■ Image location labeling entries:
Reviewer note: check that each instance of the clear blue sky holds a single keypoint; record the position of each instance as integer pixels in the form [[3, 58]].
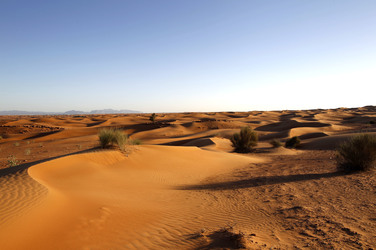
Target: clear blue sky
[[193, 55]]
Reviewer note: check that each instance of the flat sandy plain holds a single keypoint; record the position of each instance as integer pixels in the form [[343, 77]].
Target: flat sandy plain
[[184, 188]]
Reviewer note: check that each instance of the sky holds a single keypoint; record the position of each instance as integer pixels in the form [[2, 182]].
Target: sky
[[187, 56]]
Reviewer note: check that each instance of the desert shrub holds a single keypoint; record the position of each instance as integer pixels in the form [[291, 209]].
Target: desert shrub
[[357, 154], [245, 140], [275, 143], [135, 142], [293, 142], [152, 117], [12, 161], [110, 137], [120, 139]]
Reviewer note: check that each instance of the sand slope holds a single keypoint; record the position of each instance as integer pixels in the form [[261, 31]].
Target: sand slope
[[106, 200]]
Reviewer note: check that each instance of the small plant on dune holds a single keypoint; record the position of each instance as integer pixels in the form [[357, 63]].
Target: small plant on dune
[[275, 143], [152, 117], [357, 154], [110, 137], [135, 142], [293, 142], [120, 139], [12, 161], [244, 141]]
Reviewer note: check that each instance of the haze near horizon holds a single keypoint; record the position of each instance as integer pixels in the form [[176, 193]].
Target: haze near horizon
[[175, 56]]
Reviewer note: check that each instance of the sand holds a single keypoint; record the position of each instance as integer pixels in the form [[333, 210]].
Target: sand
[[184, 187]]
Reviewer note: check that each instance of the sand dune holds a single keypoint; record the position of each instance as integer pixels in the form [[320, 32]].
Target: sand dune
[[184, 188]]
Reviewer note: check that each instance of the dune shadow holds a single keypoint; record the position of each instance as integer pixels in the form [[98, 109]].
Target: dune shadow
[[24, 166], [260, 181], [43, 134]]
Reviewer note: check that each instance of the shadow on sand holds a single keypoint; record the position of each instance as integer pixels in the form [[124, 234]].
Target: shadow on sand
[[24, 166], [260, 181]]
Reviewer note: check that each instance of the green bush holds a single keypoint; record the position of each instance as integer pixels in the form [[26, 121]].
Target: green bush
[[293, 142], [357, 154], [245, 140], [135, 142], [152, 117], [110, 137], [12, 161], [27, 151], [275, 143]]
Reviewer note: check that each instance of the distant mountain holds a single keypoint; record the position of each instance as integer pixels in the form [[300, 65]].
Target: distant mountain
[[112, 111], [70, 112]]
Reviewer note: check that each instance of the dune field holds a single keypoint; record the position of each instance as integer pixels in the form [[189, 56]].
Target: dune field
[[184, 187]]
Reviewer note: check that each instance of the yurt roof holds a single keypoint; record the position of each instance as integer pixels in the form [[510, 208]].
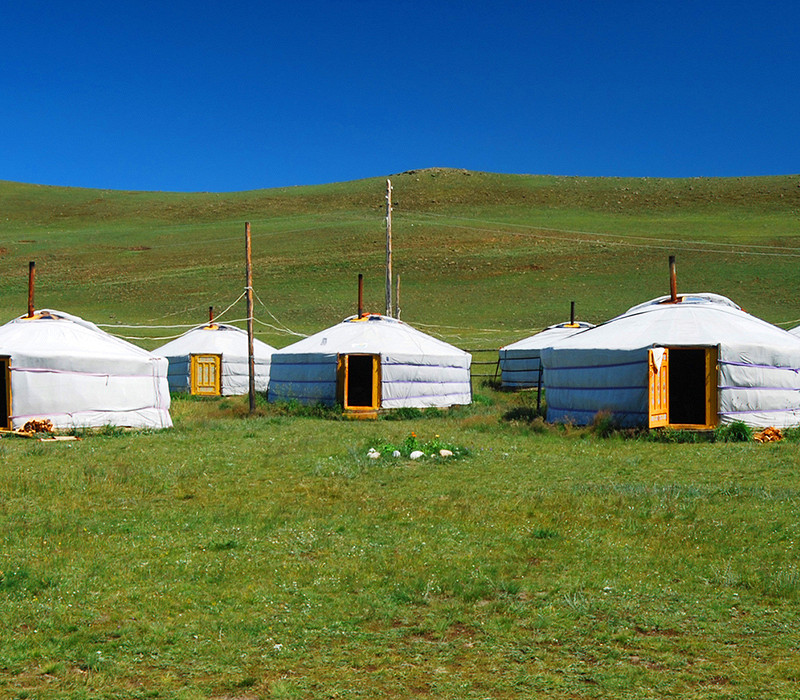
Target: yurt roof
[[372, 334], [214, 338], [549, 335], [62, 334], [698, 320], [694, 298]]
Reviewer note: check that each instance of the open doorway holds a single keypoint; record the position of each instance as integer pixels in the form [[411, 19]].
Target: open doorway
[[683, 387], [5, 393], [361, 382]]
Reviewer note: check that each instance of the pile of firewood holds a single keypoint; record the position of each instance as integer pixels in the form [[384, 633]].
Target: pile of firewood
[[768, 435], [37, 425]]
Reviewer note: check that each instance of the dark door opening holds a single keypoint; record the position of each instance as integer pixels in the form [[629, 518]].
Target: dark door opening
[[687, 386], [360, 378]]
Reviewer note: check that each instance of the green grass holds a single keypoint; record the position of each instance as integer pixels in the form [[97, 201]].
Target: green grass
[[268, 556]]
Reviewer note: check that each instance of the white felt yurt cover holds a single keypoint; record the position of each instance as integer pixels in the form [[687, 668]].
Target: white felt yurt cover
[[218, 339], [520, 362], [606, 368], [417, 370], [76, 375]]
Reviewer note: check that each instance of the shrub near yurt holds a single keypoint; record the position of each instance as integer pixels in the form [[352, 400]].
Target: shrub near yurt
[[212, 360], [687, 361], [370, 362], [58, 367]]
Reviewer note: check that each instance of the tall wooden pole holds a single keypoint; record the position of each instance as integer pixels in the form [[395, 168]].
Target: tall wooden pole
[[388, 247], [31, 278], [251, 364]]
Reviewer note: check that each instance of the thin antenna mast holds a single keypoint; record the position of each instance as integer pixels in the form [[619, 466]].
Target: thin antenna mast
[[389, 248], [31, 279], [251, 364]]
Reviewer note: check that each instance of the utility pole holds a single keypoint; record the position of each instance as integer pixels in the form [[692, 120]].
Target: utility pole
[[251, 364], [389, 248]]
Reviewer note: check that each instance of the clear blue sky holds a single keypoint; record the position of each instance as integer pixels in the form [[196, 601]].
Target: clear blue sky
[[228, 95]]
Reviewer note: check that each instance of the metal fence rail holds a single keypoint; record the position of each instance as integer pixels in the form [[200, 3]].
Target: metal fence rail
[[479, 368]]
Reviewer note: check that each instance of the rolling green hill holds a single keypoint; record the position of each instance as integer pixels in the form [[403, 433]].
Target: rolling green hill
[[268, 556], [483, 258]]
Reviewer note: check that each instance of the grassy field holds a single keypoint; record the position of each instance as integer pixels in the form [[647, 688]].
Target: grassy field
[[245, 557]]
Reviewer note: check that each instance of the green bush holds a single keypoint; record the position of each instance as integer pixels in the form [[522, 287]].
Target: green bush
[[733, 432]]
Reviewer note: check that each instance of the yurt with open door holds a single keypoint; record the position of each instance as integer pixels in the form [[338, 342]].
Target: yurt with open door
[[58, 367], [212, 360], [370, 362], [685, 361], [520, 362]]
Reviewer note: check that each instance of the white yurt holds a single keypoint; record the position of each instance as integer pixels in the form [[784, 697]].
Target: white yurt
[[371, 362], [694, 362], [212, 360], [61, 368], [520, 362]]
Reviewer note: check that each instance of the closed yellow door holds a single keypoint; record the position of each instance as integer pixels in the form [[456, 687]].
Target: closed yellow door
[[658, 392], [206, 371]]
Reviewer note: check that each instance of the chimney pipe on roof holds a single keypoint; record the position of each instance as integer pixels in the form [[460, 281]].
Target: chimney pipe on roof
[[673, 280], [31, 278]]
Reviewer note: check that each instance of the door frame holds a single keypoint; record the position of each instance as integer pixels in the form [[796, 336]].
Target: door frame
[[343, 374], [195, 386], [658, 371]]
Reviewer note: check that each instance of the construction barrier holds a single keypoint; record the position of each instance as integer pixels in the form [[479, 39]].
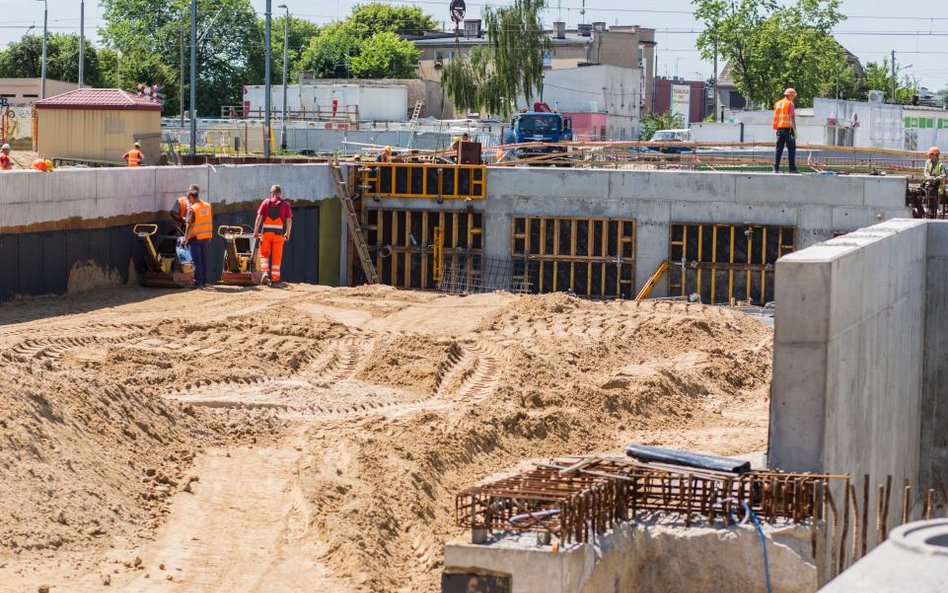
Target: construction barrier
[[434, 181]]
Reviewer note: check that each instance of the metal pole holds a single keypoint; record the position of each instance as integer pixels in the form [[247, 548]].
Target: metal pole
[[286, 40], [43, 75], [82, 42], [266, 74], [193, 104], [181, 77]]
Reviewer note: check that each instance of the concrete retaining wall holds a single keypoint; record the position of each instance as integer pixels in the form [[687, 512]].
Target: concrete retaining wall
[[860, 355]]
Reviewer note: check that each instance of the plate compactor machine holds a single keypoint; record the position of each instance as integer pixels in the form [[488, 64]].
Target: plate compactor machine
[[167, 264], [241, 257]]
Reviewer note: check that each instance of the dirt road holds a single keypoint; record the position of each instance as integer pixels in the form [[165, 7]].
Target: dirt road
[[265, 440]]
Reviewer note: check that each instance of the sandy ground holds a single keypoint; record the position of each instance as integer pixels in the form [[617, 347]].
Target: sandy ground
[[313, 439]]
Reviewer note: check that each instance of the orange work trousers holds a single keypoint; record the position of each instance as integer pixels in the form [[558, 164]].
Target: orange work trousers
[[271, 255]]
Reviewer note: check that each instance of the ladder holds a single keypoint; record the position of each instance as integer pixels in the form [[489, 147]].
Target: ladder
[[413, 122], [355, 229]]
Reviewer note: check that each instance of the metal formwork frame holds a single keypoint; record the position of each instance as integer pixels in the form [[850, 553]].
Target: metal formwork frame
[[406, 243], [422, 180], [741, 256], [592, 257]]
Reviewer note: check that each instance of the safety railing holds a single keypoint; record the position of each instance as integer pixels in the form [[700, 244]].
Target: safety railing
[[419, 180]]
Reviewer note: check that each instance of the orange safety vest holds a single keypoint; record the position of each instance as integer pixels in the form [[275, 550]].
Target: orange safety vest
[[272, 221], [783, 114], [202, 227], [135, 157]]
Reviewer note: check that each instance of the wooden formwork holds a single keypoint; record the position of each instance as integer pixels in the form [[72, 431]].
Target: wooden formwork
[[591, 257], [726, 262]]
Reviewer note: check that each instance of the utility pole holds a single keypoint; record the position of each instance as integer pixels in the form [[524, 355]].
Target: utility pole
[[286, 41], [266, 70], [181, 82], [82, 42], [193, 105], [893, 77]]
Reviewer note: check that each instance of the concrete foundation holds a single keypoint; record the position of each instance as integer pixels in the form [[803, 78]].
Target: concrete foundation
[[860, 355], [815, 206], [639, 558]]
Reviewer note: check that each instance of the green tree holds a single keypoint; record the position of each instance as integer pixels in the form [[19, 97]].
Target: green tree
[[368, 19], [771, 47], [509, 67], [373, 29], [653, 122], [149, 35], [385, 55], [24, 59]]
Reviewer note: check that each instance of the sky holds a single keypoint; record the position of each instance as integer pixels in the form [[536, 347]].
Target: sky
[[916, 31]]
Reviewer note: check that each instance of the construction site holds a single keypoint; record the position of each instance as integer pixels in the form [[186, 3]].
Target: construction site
[[478, 379]]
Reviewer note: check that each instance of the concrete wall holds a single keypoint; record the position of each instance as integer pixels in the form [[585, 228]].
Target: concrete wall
[[858, 354], [643, 558], [53, 222]]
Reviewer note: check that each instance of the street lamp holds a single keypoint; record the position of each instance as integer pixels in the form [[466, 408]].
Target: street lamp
[[286, 38], [45, 15], [266, 83]]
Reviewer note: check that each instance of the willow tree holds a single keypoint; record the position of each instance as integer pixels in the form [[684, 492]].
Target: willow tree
[[510, 67]]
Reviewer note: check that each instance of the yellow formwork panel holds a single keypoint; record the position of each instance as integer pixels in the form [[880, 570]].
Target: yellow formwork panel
[[423, 180], [726, 262]]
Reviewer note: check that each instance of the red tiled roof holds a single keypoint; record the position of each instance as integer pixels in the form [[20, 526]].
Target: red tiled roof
[[109, 99]]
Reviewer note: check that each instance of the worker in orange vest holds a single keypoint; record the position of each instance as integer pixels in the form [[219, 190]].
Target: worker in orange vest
[[198, 233], [44, 165], [6, 163], [277, 218], [134, 157], [179, 212], [785, 122]]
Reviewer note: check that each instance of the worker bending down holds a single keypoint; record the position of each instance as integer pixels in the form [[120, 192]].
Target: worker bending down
[[277, 218]]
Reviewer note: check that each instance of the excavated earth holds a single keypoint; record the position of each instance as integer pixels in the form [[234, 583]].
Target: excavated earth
[[313, 439]]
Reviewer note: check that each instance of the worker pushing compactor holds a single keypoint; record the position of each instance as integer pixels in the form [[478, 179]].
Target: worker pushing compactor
[[277, 218]]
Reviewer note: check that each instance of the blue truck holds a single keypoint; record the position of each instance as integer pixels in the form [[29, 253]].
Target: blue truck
[[540, 125]]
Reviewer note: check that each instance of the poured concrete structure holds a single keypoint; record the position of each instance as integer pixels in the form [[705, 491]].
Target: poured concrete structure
[[816, 206], [861, 355], [638, 558]]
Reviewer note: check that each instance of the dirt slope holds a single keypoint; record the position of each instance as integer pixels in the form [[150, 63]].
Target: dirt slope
[[263, 440]]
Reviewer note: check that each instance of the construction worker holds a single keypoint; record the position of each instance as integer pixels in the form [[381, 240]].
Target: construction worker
[[134, 157], [197, 234], [44, 165], [6, 163], [785, 123], [934, 183], [277, 218], [179, 212]]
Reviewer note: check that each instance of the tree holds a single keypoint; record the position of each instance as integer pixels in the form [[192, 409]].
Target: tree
[[149, 35], [385, 55], [24, 59], [771, 47], [373, 29], [653, 122], [510, 67]]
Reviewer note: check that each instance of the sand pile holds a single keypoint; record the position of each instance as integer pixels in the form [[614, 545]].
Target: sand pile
[[380, 405]]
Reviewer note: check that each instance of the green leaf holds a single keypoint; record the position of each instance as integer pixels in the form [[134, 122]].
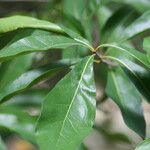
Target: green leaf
[[15, 22], [74, 8], [28, 98], [7, 69], [138, 26], [139, 5], [2, 145], [35, 43], [123, 52], [81, 147], [27, 80], [11, 23], [69, 109], [145, 145], [146, 46], [137, 71], [140, 76], [126, 96], [17, 122]]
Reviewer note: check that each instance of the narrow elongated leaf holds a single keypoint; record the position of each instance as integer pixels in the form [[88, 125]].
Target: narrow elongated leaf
[[138, 74], [81, 147], [2, 145], [145, 145], [139, 5], [125, 95], [74, 8], [35, 43], [26, 80], [123, 52], [17, 122], [20, 65], [15, 22], [146, 46], [138, 26], [12, 23], [140, 77], [28, 98], [69, 109]]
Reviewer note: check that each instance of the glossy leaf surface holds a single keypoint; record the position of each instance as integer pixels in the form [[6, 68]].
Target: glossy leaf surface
[[7, 73], [35, 43], [123, 52], [15, 22], [145, 145], [138, 26], [138, 73], [146, 46], [126, 96], [2, 145], [26, 80], [69, 109], [17, 122]]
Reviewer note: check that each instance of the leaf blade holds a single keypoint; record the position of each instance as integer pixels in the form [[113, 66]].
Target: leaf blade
[[125, 95], [65, 117]]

■ GIVEN PROBLEM:
Copy out the listing lines word for word, beginning at the line that contains "Reviewer note: check that each instance of the metal fence" and stopping after the line that contains "[[479, 368]]".

■ SOLUTION FOR THIS EXERCISE:
Reviewer note: check that each instance of the metal fence rail holds a single keypoint; record the position of each instance as integer pixels in the form [[200, 3]].
Target: metal fence rail
[[479, 368]]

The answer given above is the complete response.